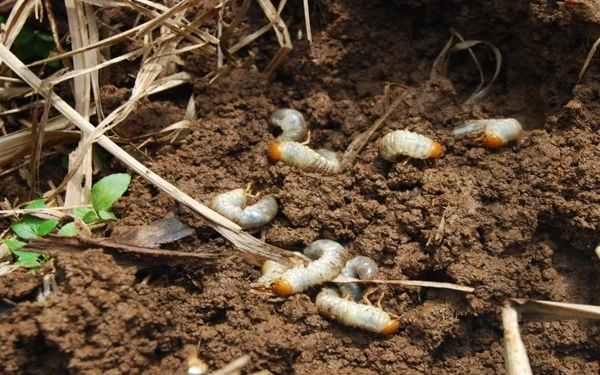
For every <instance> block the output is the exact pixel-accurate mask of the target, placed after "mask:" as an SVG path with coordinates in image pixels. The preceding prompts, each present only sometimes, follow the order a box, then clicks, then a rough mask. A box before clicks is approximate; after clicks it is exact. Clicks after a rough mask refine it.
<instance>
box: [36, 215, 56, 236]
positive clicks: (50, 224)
mask: <svg viewBox="0 0 600 375" xmlns="http://www.w3.org/2000/svg"><path fill="white" fill-rule="evenodd" d="M57 225H58V220H54V219H48V220H44V222H43V223H41V224H40V226H39V227H38V229H37V235H38V236H42V237H43V236H45V235H47V234H48V233H50V232H52V230H53V229H54V228H56V226H57Z"/></svg>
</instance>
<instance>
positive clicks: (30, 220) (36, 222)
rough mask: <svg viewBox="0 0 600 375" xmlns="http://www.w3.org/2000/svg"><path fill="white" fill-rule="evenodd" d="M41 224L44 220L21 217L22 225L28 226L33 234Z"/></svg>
mask: <svg viewBox="0 0 600 375" xmlns="http://www.w3.org/2000/svg"><path fill="white" fill-rule="evenodd" d="M43 222H44V219H42V218H39V217H36V216H33V215H28V214H25V215H23V223H25V224H26V225H28V226H29V227H30V228H31V230H33V231H34V232H37V229H38V227H39V226H40V225H42V223H43Z"/></svg>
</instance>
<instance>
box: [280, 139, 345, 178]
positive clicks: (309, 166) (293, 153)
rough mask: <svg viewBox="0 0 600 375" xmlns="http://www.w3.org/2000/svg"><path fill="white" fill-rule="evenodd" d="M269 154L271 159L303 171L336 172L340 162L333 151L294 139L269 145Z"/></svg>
mask: <svg viewBox="0 0 600 375" xmlns="http://www.w3.org/2000/svg"><path fill="white" fill-rule="evenodd" d="M269 156H271V158H272V159H273V160H276V161H282V162H284V163H285V164H287V165H291V166H293V167H296V168H299V169H300V170H302V171H304V172H316V173H321V174H337V173H339V172H340V162H339V160H338V158H337V155H336V154H335V152H333V151H329V150H325V149H320V150H317V151H315V150H313V149H312V148H310V147H308V146H306V145H304V144H302V143H298V142H294V141H280V142H277V143H274V144H272V145H271V147H269Z"/></svg>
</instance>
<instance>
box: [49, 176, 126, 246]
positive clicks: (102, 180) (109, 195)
mask: <svg viewBox="0 0 600 375" xmlns="http://www.w3.org/2000/svg"><path fill="white" fill-rule="evenodd" d="M130 181H131V176H130V175H128V174H126V173H117V174H111V175H110V176H106V177H104V178H103V179H101V180H100V181H98V182H96V183H95V184H94V186H92V195H91V198H90V200H91V202H90V203H91V204H92V207H91V208H90V207H79V208H75V209H74V210H73V214H74V215H75V216H76V217H78V218H79V219H81V221H83V222H84V223H85V224H86V225H95V224H98V223H102V222H105V221H109V220H117V217H116V216H115V214H113V213H112V212H111V211H109V210H108V209H109V208H110V206H112V205H113V204H114V203H115V202H116V201H117V199H119V198H120V197H121V196H122V195H123V193H125V191H127V187H128V186H129V182H130ZM77 233H78V231H77V228H76V226H75V222H71V223H67V224H65V225H63V226H62V228H60V230H59V231H58V233H57V234H58V235H59V236H66V237H72V236H76V235H77Z"/></svg>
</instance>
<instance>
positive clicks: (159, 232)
mask: <svg viewBox="0 0 600 375" xmlns="http://www.w3.org/2000/svg"><path fill="white" fill-rule="evenodd" d="M192 234H194V230H193V229H192V228H190V227H188V226H187V225H185V224H183V223H182V222H181V221H179V220H177V219H176V218H174V217H171V218H167V219H162V220H158V221H155V222H152V223H150V224H148V225H141V226H138V227H134V228H132V229H130V230H128V231H127V232H124V233H119V234H117V235H116V236H113V237H111V240H112V241H114V242H118V243H122V244H124V245H132V246H139V247H152V248H157V247H159V246H160V245H162V244H165V243H170V242H175V241H177V240H180V239H182V238H184V237H187V236H191V235H192Z"/></svg>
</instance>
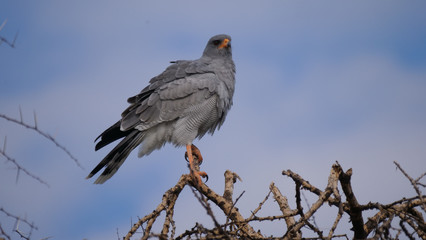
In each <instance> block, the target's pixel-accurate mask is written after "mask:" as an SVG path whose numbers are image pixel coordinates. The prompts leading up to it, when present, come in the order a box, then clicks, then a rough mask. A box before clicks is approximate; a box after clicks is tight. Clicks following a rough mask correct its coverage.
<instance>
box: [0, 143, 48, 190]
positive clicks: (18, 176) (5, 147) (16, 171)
mask: <svg viewBox="0 0 426 240" xmlns="http://www.w3.org/2000/svg"><path fill="white" fill-rule="evenodd" d="M6 142H7V139H6V137H5V138H4V144H3V148H2V149H0V155H2V156H3V157H4V158H6V160H7V161H8V162H10V163H12V164H13V165H15V168H16V182H18V180H19V174H20V172H23V173H25V174H26V175H28V176H29V177H31V178H33V179H35V180H37V181H38V182H39V183H41V184H44V185H45V186H46V187H50V186H49V184H48V183H47V182H46V181H44V180H42V179H41V178H40V177H38V176H36V175H35V174H33V173H31V172H30V171H28V170H27V169H26V168H24V167H23V166H21V165H20V164H19V163H18V162H17V161H16V160H15V159H13V158H12V157H10V156H9V155H7V153H6Z"/></svg>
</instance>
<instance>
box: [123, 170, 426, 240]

━━━━

Return all the entries word for word, but omit any pictures they contain.

For every <instance> block the output is the exact pixel-accurate mask of the target, placed after "mask:" as an SVG path with coordinates in image pixels. The preceding prompts, each present only sometimes, follow the order a box, then clicks, then a rough mask. A box before clicks is approximate; after clicks it is exact. Clicks after a rough mask refine it.
<instance>
box: [36, 215, 56, 236]
positive clicks: (50, 224)
mask: <svg viewBox="0 0 600 375" xmlns="http://www.w3.org/2000/svg"><path fill="white" fill-rule="evenodd" d="M57 225H58V220H54V219H48V220H44V222H43V223H41V224H40V226H39V227H38V229H37V235H38V236H42V237H43V236H45V235H47V234H48V233H50V232H52V230H53V229H54V228H56V226H57Z"/></svg>
</instance>
<instance>
positive clicks: (30, 220) (36, 222)
rough mask: <svg viewBox="0 0 600 375" xmlns="http://www.w3.org/2000/svg"><path fill="white" fill-rule="evenodd" d="M41 224L44 220L21 217L22 225L28 226L33 234Z"/></svg>
mask: <svg viewBox="0 0 600 375" xmlns="http://www.w3.org/2000/svg"><path fill="white" fill-rule="evenodd" d="M43 222H44V219H42V218H39V217H36V216H33V215H28V214H25V215H23V223H25V224H26V225H28V226H29V227H30V228H31V230H33V231H34V232H37V229H38V227H39V226H40V225H42V223H43Z"/></svg>
</instance>
<instance>
box: [280, 139, 345, 178]
positive clicks: (309, 166) (293, 153)
rough mask: <svg viewBox="0 0 600 375" xmlns="http://www.w3.org/2000/svg"><path fill="white" fill-rule="evenodd" d="M269 154L271 159L303 171L336 172L340 162L333 151L294 139L269 145Z"/></svg>
mask: <svg viewBox="0 0 600 375" xmlns="http://www.w3.org/2000/svg"><path fill="white" fill-rule="evenodd" d="M269 156H271V158H272V159H273V160H276V161H282V162H284V163H285V164H287V165H291V166H293V167H296V168H299V169H300V170H302V171H304V172H316V173H321V174H337V173H339V172H340V162H339V160H338V158H337V155H336V154H335V152H333V151H329V150H325V149H320V150H317V151H315V150H313V149H312V148H310V147H308V146H306V145H304V144H302V143H298V142H294V141H280V142H277V143H274V144H272V145H271V147H269Z"/></svg>
</instance>
<instance>
box: [49, 176, 126, 246]
positive clicks: (102, 180) (109, 195)
mask: <svg viewBox="0 0 600 375" xmlns="http://www.w3.org/2000/svg"><path fill="white" fill-rule="evenodd" d="M130 181H131V176H130V175H128V174H126V173H117V174H111V175H110V176H106V177H104V178H103V179H101V180H100V181H98V182H96V183H95V184H94V186H92V195H91V198H90V200H91V202H90V203H91V204H92V207H91V208H90V207H79V208H75V209H74V210H73V214H74V215H75V216H76V217H78V218H79V219H81V221H83V222H84V223H85V224H86V225H95V224H98V223H102V222H105V221H109V220H117V217H116V216H115V214H113V213H112V212H111V211H109V210H108V209H109V208H110V206H112V205H113V204H114V203H115V202H116V201H117V199H119V198H120V197H121V196H122V195H123V193H125V191H127V187H128V186H129V182H130ZM77 233H78V231H77V228H76V226H75V222H71V223H67V224H65V225H63V226H62V228H60V230H59V231H58V233H57V234H58V235H59V236H66V237H72V236H76V235H77Z"/></svg>
</instance>
<instance>
positive clicks: (159, 232)
mask: <svg viewBox="0 0 600 375" xmlns="http://www.w3.org/2000/svg"><path fill="white" fill-rule="evenodd" d="M192 234H194V230H193V229H192V228H190V227H188V226H187V225H185V224H183V223H182V222H181V221H179V220H177V219H176V218H174V217H171V218H167V219H162V220H158V221H155V222H152V223H150V224H148V225H141V226H138V227H134V228H132V229H130V230H128V231H127V232H124V233H119V234H117V235H116V236H113V237H111V240H112V241H114V242H118V243H122V244H124V245H132V246H139V247H152V248H157V247H159V246H160V245H162V244H165V243H170V242H175V241H177V240H180V239H182V238H184V237H187V236H191V235H192Z"/></svg>
</instance>
In each <instance> block, the target's pixel-accurate mask is written after "mask:" as an SVG path whose numbers are image pixel coordinates. The prompts leading up to it, when present, come in the order a box, then clicks, then a rough mask. A box before clicks is approximate; a box after clicks is tight. Clicks following a rough mask correct its coverage.
<instance>
box: [0, 143, 48, 190]
positive clicks: (18, 176) (5, 147) (16, 171)
mask: <svg viewBox="0 0 426 240" xmlns="http://www.w3.org/2000/svg"><path fill="white" fill-rule="evenodd" d="M6 142H7V139H6V137H5V138H4V144H3V148H2V149H0V155H2V156H3V157H4V158H6V160H7V161H8V162H10V163H12V164H13V165H15V168H16V182H18V180H19V174H20V172H23V173H25V174H26V175H28V176H29V177H31V178H33V179H35V180H37V181H38V182H39V183H41V184H44V185H45V186H46V187H50V186H49V184H48V183H47V182H46V181H44V180H42V179H41V178H40V177H38V176H36V175H35V174H33V173H31V172H30V171H28V170H27V169H26V168H24V167H23V166H21V165H20V164H19V163H18V162H17V161H16V160H15V159H13V158H12V157H10V156H9V155H7V153H6Z"/></svg>
</instance>
<instance>
box: [123, 170, 426, 240]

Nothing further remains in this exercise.